::: SELECTED EXCERPT

For one thing reflections. Writers and poets only have one age and it is
not always the one with gray hair and bags beneath the eyes. Seeing oneself
in a chance reflection is always a wake up call and one not often greeted
cheerily. Ask the cedar waxwing, confused by reflections in an azure tinted
window pane. You could even ask Shade¹s furniture, reflected in a wintry
pane one day and on another day, joining the snow, thanks to a domestic
ghost.
More later. Have to go out now.
AndrewB
On 10/10/06 9:30 PM, "jansymello" <jansy@AETERN.US> wrote:
> Dear Andrew and List,
>
> Of course you, Andrew, didn't annoy me by the simultaneous address: the CK&JM
> (C=J) fusion seems to be flourishing anyway. Still, I've already talked enough
> about why I don't subscribe to the "multiple personality disorder" issue since
> it adds nothing to my enjoyment in "Pale Fire", which I continue to see as a
> work of fiction. I'm not even curious about what VN might have added - except
> as an expanded commentary to Kinbote's already profuse explanations -
> concerning the novel per se ( it has an "open ended" sort of frame, but there
> is a frame - even if it comprises merely the printed novel's two covers, an
> idea VN explores in "Ada" with very interesting consequences).
>
> Kinbote's own perception of his situation is rather complex. He might "cook up
> a stage play, an old-fashioned melodrama with three principles: a lunatic who
> intends to kill an imaginary king, another lunatic who imagines himself to be
> that king, and a distinguished old poet who stumbles by chance into the line
> of fire, and persihes in the clash between the two figments."
> Jack Grey is, apparently, unimportant although, somehow, he knows that these
> two figments will manage to inflict a "real" death and, of course, we
> encounter Kinbote's partial awareness of his "lunacy".

::::::
::: RECORDS FOR THIS EXERCISE

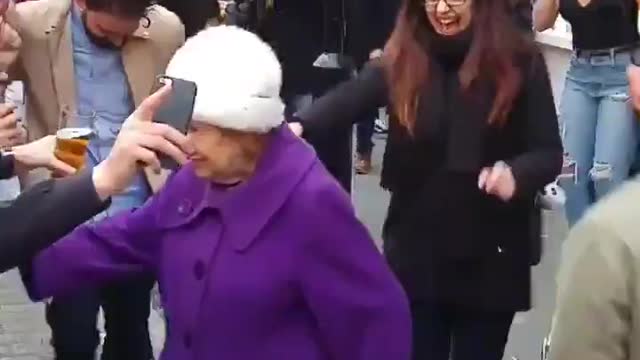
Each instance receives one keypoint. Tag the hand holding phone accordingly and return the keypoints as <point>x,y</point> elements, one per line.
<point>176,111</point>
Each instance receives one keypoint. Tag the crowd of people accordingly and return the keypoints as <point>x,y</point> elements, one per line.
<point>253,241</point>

::::::
::: RECORDS FOR THIS EXERCISE

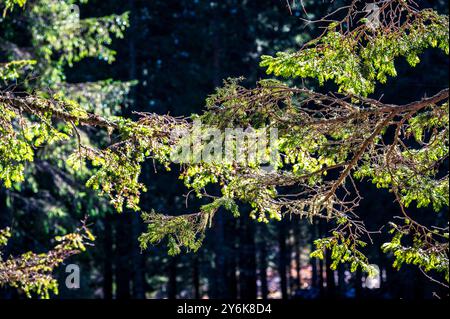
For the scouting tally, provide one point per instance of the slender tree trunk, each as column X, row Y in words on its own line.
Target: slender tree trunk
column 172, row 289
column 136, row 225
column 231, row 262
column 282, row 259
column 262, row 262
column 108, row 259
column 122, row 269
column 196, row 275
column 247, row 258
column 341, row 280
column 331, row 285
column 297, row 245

::::::

* WORK INSTRUCTIONS:
(a) Set down the passage of the Pale Fire discussion starting at "For one thing" and ending at "go out now.".
(b) In the records, starting at the line containing "Each instance receives one keypoint. Tag the hand" and ending at the line containing "<point>176,111</point>", substitute "tablet" for "phone" and return only those lines.
The records have no connection to the text.

* RESULTS FOR THE EXERCISE:
(a)
For one thing reflections. Writers and poets only have one age and it is
not always the one with gray hair and bags beneath the eyes. Seeing oneself
in a chance reflection is always a wake up call and one not often greeted
cheerily. Ask the cedar waxwing, confused by reflections in an azure tinted
window pane. You could even ask Shade¹s furniture, reflected in a wintry
pane one day and on another day, joining the snow, thanks to a domestic
ghost.
More later. Have to go out now.

(b)
Each instance receives one keypoint. Tag the hand holding tablet accordingly and return the keypoints as <point>x,y</point> elements, one per line.
<point>176,111</point>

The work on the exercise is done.